• **TASK PROMPT**
Extract every row below that contains the string "child", copying each one in full. Case matters when matching.

◇ ◇ ◇ ◇ ◇

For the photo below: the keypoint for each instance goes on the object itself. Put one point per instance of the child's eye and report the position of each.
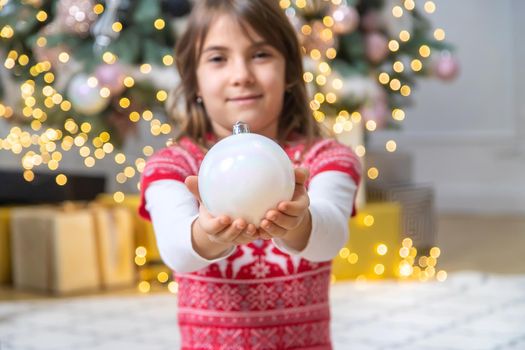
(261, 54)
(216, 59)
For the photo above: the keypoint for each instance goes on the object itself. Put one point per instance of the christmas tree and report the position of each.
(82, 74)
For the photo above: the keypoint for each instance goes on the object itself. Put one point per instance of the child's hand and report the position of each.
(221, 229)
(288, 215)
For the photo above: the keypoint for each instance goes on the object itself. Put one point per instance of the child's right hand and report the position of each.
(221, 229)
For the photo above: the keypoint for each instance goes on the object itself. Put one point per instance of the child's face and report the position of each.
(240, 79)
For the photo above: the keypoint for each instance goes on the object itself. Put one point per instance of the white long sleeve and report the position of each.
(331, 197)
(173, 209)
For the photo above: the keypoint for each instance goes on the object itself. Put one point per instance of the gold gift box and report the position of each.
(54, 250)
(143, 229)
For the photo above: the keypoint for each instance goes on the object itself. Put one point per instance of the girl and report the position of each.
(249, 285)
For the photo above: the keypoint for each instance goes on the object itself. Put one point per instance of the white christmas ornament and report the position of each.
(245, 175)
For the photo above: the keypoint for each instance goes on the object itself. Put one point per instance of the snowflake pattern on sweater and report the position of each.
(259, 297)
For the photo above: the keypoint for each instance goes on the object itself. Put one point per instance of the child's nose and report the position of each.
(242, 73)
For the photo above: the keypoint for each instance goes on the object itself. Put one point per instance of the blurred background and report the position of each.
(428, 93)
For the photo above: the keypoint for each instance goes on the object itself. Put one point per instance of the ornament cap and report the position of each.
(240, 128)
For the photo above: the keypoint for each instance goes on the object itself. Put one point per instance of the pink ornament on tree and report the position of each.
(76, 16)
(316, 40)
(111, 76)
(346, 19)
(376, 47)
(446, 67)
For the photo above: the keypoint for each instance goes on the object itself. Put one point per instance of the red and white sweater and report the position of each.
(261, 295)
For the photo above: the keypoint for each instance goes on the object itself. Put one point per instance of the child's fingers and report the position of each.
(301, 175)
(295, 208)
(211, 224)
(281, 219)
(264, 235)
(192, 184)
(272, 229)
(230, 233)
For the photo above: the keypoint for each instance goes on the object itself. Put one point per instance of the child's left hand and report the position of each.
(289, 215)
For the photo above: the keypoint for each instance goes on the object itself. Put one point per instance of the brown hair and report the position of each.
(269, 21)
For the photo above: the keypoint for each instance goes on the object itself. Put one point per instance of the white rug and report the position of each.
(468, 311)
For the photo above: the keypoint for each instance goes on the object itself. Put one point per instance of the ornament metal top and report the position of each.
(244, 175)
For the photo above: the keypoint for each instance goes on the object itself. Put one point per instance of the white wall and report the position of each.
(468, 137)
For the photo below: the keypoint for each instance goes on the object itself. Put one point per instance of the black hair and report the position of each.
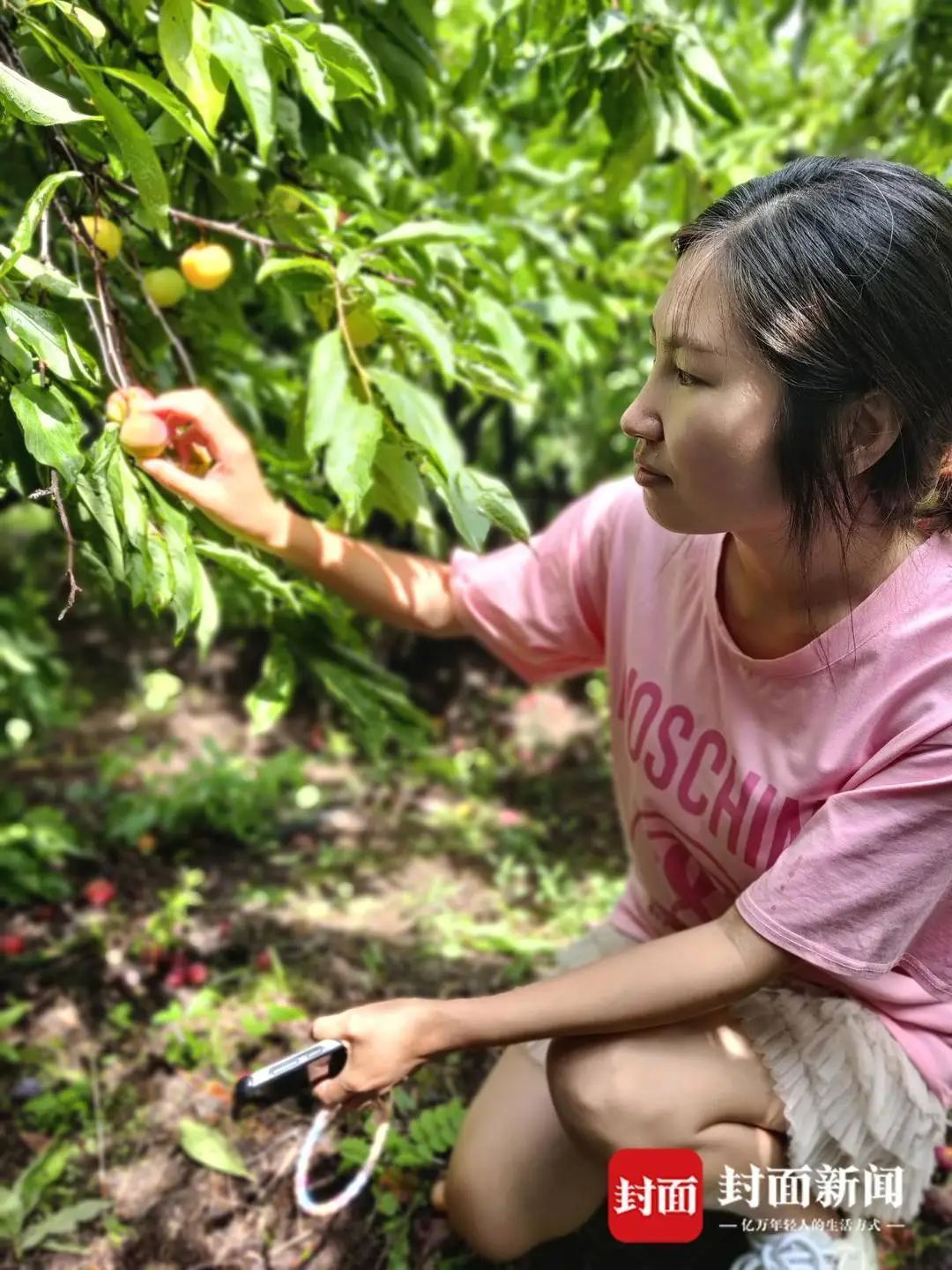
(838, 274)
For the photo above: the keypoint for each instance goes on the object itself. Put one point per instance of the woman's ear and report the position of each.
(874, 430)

◇ ◇ ◇ ◇ ◇

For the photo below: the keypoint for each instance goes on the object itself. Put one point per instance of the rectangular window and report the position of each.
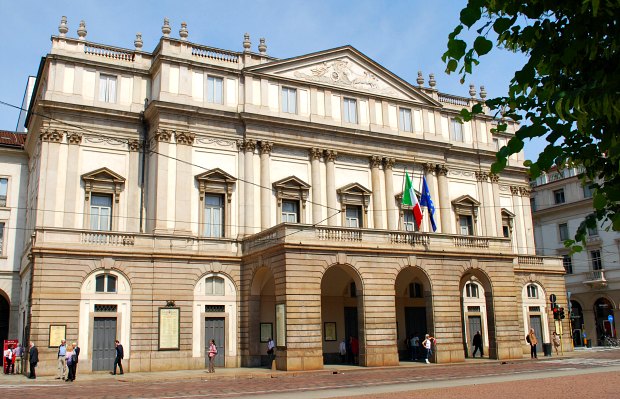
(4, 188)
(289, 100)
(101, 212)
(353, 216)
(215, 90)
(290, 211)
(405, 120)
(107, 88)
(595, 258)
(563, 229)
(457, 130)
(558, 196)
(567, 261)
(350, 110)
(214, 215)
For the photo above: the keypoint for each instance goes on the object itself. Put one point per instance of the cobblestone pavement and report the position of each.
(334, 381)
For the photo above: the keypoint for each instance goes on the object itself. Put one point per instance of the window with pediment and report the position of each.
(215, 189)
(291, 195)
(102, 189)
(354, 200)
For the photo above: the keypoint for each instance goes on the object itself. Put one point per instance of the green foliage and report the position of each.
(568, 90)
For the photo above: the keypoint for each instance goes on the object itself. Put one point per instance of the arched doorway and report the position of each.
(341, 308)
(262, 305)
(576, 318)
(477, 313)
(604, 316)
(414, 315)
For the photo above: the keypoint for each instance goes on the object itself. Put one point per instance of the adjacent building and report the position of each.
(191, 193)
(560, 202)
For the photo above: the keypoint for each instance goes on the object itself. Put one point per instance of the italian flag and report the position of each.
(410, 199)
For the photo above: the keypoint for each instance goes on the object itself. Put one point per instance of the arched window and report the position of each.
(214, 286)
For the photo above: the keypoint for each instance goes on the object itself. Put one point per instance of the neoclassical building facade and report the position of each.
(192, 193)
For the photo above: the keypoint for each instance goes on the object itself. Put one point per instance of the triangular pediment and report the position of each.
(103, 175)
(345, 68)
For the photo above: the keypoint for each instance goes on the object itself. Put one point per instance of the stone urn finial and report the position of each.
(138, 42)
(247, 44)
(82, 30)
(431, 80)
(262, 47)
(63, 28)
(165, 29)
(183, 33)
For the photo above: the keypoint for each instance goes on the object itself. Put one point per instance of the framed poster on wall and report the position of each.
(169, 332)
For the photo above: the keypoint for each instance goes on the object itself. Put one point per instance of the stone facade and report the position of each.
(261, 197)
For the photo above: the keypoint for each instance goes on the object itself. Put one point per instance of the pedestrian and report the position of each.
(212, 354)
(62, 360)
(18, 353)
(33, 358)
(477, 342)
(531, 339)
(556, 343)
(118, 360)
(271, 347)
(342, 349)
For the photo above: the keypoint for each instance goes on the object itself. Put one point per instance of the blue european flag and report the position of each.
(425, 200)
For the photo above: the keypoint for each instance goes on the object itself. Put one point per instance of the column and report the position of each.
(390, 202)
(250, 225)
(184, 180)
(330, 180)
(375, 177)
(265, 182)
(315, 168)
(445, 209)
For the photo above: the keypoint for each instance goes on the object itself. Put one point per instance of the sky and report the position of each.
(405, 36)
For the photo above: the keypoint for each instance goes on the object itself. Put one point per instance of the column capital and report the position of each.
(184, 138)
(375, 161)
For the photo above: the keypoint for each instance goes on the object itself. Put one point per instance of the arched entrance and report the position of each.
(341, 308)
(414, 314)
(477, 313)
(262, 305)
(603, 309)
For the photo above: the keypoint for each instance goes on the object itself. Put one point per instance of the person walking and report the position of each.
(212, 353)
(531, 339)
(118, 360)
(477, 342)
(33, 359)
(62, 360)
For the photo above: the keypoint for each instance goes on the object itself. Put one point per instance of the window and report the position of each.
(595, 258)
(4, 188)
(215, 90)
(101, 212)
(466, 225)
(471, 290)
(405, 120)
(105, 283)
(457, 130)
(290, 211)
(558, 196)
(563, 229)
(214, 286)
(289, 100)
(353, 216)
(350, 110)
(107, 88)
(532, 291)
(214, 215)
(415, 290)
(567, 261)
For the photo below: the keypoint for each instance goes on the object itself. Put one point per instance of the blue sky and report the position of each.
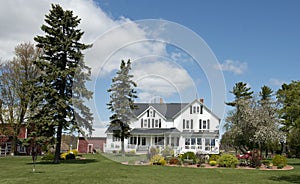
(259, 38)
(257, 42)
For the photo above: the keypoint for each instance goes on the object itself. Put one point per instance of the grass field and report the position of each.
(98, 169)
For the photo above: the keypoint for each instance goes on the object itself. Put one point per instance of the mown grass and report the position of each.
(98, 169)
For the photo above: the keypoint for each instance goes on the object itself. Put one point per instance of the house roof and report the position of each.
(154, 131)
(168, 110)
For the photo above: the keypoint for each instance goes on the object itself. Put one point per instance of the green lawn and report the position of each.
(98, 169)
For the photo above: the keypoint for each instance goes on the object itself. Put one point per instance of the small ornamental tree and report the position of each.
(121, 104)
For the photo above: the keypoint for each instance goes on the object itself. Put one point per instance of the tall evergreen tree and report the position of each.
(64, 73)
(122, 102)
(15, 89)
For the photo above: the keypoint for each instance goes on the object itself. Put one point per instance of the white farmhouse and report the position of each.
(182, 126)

◇ ◇ ◇ ◇ ◇

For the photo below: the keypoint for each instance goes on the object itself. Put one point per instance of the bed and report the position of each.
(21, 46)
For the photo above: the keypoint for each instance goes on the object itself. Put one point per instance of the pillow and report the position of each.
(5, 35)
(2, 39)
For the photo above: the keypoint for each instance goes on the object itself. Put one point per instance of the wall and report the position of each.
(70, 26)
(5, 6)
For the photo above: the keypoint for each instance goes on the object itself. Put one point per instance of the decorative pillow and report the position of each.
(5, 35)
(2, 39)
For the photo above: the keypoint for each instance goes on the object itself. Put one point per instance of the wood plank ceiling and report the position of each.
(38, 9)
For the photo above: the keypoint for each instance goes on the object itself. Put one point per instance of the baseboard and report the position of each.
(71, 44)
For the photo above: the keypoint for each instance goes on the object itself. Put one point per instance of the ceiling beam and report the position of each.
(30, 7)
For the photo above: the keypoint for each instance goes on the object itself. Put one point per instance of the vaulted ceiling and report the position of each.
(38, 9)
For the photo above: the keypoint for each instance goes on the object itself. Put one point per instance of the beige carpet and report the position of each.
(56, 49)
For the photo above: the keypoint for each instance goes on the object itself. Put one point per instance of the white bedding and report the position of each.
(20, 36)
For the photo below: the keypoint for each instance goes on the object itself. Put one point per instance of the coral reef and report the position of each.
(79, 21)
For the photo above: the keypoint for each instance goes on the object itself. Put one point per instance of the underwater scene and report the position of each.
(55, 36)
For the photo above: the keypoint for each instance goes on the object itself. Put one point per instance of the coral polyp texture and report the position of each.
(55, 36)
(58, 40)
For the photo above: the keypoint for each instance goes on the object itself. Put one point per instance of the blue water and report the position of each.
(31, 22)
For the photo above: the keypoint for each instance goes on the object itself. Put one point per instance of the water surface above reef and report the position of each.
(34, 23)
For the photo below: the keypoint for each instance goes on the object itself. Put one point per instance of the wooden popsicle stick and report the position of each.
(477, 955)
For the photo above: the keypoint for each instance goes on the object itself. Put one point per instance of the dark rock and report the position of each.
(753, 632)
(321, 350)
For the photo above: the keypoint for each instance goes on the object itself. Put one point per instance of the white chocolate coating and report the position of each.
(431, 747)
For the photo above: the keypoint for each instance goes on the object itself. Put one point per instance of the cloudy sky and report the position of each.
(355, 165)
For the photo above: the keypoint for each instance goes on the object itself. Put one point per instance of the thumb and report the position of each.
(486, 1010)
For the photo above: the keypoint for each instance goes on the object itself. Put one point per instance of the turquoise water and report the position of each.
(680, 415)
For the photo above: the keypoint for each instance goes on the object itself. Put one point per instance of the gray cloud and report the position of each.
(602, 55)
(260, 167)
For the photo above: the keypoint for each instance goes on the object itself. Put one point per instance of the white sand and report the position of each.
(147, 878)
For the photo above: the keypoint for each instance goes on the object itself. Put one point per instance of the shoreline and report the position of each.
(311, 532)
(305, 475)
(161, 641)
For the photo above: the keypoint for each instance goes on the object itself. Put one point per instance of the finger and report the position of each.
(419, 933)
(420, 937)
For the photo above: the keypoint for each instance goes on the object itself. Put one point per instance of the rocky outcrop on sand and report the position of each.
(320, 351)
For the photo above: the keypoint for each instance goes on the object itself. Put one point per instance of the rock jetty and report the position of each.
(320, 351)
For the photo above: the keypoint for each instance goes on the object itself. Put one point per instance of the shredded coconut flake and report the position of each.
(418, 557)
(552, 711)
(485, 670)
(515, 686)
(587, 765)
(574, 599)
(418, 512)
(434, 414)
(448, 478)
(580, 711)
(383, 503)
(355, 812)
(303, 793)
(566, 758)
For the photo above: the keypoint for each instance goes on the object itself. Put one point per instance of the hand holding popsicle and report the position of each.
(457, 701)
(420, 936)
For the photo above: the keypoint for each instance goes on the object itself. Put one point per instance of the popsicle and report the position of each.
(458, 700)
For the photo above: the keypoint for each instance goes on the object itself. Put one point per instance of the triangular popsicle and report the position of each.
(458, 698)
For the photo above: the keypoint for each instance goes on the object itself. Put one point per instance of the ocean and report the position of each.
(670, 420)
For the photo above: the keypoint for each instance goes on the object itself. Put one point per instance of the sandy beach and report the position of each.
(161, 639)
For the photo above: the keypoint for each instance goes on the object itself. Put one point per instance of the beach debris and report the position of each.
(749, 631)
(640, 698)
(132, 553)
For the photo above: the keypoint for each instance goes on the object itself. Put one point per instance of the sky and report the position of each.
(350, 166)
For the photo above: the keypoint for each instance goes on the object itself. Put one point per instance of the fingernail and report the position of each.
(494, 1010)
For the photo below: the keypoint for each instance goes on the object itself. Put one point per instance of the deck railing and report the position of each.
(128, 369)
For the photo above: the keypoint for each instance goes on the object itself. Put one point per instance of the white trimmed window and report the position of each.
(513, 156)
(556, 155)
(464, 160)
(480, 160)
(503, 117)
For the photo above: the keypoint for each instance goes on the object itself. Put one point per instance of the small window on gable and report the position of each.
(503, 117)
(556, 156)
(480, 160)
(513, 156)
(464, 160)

◇ ◇ ◇ ◇ ◇

• **EXERCISE RESPONSE**
For the photo below: the keypoint for each instance goes on the object itself. Put one point per instance of the child's eye and report the position of each.
For the photo above: the keypoint for each instance goes on the object itself. Put one point per instance of the child's hand and report the position of each.
For the photo above: the keypoint for each instance goes on the object itself. Put one point per instance of the child's right hand and report the position of each.
For the photo above: the keypoint for each instance goes on the object itself. Put one point per instance of the child's face and report the position of each.
For the photo above: the keypoint for each instance goes on the object itself. Put one point per instance of the child's nose and report the position of each.
For the photo above: the keypoint for each instance goes on the object itself. Put one point per instance of the child's fingers and report the position of each.
For the photo above: the keypoint for each instance goes on the object itself. Put one point per instance of the child's left hand and report the position of each.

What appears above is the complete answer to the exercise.